======== Supplied data

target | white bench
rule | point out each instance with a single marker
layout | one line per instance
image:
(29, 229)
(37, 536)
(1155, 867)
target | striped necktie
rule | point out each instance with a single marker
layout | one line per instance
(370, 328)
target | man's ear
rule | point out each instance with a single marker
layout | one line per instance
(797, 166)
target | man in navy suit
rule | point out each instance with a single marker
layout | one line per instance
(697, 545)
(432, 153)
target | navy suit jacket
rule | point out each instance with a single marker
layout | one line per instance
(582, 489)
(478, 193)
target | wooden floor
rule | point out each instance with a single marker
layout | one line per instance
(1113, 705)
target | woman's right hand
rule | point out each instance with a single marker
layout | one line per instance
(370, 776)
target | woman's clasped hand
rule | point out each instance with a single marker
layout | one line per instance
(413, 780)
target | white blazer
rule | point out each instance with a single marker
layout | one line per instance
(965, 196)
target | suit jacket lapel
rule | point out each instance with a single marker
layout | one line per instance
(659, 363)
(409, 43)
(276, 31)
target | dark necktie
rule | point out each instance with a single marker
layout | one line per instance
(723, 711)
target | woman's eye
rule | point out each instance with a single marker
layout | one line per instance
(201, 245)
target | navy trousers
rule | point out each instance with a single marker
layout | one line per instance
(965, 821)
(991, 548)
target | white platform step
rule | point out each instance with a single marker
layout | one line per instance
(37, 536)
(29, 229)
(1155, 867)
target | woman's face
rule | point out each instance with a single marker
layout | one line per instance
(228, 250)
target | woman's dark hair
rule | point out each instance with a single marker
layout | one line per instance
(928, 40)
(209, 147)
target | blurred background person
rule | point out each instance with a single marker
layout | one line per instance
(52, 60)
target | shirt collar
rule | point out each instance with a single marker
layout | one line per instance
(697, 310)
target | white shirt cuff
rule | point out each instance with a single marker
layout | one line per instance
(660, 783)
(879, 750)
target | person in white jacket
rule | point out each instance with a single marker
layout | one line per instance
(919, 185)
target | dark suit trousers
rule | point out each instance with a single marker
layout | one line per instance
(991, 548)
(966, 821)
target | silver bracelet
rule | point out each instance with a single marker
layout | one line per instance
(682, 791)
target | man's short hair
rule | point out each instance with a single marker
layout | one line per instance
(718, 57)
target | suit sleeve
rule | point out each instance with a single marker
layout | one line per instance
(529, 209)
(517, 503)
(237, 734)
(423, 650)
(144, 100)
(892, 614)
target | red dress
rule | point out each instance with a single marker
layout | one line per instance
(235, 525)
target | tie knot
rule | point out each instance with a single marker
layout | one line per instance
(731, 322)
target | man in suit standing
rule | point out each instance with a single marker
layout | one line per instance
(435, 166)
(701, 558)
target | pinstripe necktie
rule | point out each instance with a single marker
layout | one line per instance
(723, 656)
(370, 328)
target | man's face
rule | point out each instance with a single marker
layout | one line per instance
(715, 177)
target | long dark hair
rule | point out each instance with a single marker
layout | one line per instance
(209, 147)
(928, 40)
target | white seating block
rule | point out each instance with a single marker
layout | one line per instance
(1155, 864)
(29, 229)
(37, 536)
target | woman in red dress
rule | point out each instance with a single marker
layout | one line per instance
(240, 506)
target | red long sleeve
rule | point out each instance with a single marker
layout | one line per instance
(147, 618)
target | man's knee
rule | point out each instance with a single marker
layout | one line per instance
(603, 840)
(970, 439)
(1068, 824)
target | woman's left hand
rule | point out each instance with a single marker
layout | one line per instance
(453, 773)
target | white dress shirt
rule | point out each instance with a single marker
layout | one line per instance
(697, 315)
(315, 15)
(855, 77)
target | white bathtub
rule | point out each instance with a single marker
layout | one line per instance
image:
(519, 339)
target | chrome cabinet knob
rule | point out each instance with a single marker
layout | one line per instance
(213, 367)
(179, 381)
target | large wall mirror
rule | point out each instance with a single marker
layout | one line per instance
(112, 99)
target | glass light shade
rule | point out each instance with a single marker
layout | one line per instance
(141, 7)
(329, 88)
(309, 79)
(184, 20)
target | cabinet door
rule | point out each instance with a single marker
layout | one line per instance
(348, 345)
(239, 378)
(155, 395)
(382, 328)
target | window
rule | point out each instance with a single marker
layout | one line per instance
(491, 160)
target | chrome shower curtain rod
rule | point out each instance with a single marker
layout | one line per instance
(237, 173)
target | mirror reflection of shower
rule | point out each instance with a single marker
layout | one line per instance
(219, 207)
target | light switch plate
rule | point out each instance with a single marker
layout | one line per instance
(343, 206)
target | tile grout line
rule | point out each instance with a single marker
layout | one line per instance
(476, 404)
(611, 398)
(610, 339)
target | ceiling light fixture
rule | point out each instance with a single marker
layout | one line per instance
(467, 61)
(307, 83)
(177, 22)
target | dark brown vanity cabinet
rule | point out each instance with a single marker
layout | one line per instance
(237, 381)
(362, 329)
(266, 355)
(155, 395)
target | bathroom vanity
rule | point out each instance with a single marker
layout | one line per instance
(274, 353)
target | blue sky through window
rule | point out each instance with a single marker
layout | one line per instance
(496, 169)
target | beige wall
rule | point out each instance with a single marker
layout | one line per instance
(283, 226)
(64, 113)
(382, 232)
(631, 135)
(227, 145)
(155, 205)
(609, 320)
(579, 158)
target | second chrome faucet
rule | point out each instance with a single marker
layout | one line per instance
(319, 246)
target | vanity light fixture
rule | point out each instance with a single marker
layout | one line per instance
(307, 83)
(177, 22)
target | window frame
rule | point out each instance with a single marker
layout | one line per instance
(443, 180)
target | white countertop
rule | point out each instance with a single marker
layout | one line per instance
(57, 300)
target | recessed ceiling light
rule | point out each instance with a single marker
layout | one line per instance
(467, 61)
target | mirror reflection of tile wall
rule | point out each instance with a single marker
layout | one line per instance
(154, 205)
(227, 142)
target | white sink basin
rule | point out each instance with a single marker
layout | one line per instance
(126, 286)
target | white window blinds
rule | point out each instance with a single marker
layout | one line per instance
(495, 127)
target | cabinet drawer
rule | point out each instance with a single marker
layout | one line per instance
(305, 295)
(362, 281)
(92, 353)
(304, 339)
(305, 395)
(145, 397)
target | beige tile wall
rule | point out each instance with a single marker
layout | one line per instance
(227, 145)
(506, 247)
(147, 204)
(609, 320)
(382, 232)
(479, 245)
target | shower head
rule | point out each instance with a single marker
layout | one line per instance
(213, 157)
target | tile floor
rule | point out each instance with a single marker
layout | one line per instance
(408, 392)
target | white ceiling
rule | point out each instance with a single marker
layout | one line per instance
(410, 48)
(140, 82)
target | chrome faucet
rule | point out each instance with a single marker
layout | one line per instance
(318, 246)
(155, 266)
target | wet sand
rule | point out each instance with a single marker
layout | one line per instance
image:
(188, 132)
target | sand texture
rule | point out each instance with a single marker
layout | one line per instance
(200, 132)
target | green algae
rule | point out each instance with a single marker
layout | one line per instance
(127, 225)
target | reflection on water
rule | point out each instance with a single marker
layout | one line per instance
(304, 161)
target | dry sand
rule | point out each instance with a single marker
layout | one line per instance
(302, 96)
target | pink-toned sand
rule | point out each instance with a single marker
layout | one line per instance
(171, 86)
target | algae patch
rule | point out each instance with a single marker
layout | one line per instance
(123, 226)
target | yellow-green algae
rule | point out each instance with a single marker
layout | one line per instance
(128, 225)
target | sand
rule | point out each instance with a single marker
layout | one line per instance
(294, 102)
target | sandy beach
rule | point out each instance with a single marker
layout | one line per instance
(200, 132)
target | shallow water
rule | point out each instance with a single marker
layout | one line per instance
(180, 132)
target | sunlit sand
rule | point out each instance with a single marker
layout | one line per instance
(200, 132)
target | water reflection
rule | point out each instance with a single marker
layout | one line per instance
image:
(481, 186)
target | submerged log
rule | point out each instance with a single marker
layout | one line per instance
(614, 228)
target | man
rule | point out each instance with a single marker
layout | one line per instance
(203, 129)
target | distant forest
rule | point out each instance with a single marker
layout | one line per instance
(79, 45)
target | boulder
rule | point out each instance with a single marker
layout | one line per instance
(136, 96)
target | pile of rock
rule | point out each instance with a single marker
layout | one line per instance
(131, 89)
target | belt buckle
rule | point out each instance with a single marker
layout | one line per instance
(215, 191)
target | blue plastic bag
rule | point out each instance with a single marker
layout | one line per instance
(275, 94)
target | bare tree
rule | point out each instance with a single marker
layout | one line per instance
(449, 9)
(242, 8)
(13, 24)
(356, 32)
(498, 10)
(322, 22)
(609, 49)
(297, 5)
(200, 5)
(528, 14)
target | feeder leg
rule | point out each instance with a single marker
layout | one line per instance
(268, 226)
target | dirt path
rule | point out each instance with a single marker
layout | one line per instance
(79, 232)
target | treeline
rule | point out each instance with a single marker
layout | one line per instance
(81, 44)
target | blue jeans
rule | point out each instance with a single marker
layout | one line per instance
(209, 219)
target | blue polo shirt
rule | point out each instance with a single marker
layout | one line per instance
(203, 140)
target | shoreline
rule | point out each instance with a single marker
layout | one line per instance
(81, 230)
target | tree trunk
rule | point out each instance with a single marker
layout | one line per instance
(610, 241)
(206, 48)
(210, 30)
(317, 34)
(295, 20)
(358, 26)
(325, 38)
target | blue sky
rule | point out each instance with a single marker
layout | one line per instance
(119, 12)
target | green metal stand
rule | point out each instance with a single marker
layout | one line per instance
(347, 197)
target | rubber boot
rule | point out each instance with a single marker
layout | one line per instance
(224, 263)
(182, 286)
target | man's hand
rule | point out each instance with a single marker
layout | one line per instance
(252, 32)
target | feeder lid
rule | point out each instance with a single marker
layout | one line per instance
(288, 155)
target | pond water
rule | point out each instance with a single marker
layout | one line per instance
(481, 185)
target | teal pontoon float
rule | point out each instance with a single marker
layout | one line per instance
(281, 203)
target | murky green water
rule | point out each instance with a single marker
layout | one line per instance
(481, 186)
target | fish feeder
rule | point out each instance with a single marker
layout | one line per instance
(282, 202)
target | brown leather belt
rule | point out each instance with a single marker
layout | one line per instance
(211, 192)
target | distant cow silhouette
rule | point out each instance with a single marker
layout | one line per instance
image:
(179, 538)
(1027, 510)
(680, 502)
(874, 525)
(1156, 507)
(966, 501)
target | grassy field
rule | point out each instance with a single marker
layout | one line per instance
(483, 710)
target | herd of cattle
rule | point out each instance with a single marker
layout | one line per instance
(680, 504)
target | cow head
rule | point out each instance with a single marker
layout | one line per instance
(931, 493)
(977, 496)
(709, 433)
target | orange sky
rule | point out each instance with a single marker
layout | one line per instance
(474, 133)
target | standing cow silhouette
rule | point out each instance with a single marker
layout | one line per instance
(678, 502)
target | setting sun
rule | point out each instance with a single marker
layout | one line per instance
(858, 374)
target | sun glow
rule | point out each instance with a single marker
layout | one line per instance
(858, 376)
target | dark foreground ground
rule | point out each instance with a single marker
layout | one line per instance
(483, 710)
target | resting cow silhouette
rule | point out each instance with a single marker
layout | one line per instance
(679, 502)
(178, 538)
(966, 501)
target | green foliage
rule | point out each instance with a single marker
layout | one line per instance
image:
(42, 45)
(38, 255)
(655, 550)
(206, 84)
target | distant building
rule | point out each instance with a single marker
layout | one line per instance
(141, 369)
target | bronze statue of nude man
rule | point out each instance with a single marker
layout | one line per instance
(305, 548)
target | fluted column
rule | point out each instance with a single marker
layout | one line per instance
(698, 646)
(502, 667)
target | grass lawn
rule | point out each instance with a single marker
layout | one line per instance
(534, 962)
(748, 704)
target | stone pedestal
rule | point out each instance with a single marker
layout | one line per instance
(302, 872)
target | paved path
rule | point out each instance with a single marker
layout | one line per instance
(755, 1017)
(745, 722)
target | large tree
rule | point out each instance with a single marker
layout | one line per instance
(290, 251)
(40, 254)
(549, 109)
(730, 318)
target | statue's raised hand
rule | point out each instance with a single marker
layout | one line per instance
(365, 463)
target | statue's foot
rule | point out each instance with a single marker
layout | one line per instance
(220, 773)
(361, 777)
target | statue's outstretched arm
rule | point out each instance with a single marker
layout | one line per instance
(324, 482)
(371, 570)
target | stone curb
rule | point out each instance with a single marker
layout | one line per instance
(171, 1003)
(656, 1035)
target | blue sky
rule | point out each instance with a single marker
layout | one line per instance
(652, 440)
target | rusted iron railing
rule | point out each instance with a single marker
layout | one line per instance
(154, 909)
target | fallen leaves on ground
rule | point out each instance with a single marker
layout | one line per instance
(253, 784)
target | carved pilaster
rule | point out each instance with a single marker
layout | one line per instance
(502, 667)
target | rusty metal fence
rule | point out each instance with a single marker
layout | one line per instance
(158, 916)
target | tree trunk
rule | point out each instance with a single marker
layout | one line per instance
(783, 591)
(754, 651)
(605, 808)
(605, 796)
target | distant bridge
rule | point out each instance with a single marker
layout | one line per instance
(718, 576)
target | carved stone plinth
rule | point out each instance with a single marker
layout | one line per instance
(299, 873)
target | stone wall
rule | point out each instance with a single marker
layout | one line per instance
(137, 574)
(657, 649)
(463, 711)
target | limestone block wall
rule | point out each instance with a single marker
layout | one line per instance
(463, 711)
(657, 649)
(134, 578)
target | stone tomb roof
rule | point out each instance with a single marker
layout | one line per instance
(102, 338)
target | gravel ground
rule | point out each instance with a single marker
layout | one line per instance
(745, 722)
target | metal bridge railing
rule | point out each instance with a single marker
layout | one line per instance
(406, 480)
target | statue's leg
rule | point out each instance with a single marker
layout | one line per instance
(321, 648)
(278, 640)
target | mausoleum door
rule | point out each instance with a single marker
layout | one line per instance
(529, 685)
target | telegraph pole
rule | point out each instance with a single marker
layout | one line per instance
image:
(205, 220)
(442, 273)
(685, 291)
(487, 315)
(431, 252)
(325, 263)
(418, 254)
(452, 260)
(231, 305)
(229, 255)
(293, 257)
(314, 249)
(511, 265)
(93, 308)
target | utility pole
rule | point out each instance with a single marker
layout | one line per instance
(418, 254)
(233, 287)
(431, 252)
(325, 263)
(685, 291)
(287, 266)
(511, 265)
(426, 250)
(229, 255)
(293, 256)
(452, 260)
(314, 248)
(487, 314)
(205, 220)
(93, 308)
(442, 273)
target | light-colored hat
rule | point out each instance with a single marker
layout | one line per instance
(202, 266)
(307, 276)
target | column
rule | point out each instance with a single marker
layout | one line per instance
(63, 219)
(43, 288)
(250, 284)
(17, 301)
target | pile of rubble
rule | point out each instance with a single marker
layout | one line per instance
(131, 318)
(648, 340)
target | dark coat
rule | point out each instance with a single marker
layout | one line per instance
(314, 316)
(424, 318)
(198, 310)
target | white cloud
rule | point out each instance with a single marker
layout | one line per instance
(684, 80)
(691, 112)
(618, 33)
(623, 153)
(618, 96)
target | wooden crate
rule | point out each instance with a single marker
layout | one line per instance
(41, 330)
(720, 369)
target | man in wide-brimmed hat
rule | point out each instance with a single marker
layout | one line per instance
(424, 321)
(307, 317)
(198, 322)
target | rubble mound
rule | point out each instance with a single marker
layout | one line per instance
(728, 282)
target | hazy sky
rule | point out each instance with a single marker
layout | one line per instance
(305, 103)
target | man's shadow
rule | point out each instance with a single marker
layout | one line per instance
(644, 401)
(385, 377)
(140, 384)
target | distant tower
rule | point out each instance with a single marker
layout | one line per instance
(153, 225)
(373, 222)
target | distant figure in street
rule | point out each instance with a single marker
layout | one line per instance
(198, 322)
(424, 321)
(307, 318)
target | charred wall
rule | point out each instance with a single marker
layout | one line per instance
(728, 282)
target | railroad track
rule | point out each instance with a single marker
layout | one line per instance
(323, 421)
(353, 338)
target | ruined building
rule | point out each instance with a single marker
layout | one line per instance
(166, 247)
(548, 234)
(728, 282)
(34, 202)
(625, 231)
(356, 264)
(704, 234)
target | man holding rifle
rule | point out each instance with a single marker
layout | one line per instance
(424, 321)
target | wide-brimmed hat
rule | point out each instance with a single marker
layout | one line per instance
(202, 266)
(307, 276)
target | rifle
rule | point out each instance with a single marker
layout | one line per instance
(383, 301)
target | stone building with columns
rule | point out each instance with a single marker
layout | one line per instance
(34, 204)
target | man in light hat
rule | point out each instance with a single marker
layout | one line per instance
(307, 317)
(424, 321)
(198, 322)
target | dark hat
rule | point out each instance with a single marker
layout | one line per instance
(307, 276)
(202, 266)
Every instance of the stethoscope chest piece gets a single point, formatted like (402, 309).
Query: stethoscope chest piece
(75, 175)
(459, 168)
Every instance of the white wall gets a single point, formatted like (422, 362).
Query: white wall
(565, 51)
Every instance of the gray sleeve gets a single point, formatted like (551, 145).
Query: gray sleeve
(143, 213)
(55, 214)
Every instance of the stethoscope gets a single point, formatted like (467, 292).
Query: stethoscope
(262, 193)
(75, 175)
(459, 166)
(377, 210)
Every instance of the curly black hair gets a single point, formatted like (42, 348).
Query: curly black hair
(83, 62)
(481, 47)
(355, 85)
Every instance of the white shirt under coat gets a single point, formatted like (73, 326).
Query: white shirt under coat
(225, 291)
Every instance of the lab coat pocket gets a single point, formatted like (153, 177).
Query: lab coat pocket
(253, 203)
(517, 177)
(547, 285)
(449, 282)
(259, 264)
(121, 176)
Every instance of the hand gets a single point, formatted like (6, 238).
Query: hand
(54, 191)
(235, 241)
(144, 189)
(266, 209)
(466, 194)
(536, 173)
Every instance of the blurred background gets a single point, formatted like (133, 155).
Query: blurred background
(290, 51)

================

§ **Assignment**: As listed above, the lines from the line with "target | distant forest" to the line with "target | belt buckle" are to be echoed exactly, with both ends included and nothing added.

§ **Result of the task**:
target | distant forest
rule | point out each instance with a single marker
layout | one line per instance
(79, 45)
target | boulder
rule | point out each instance with a single marker
layout | one line per instance
(136, 96)
target | pile of rock
rule | point out each instance with a single marker
layout | one line per instance
(131, 89)
target | belt buckle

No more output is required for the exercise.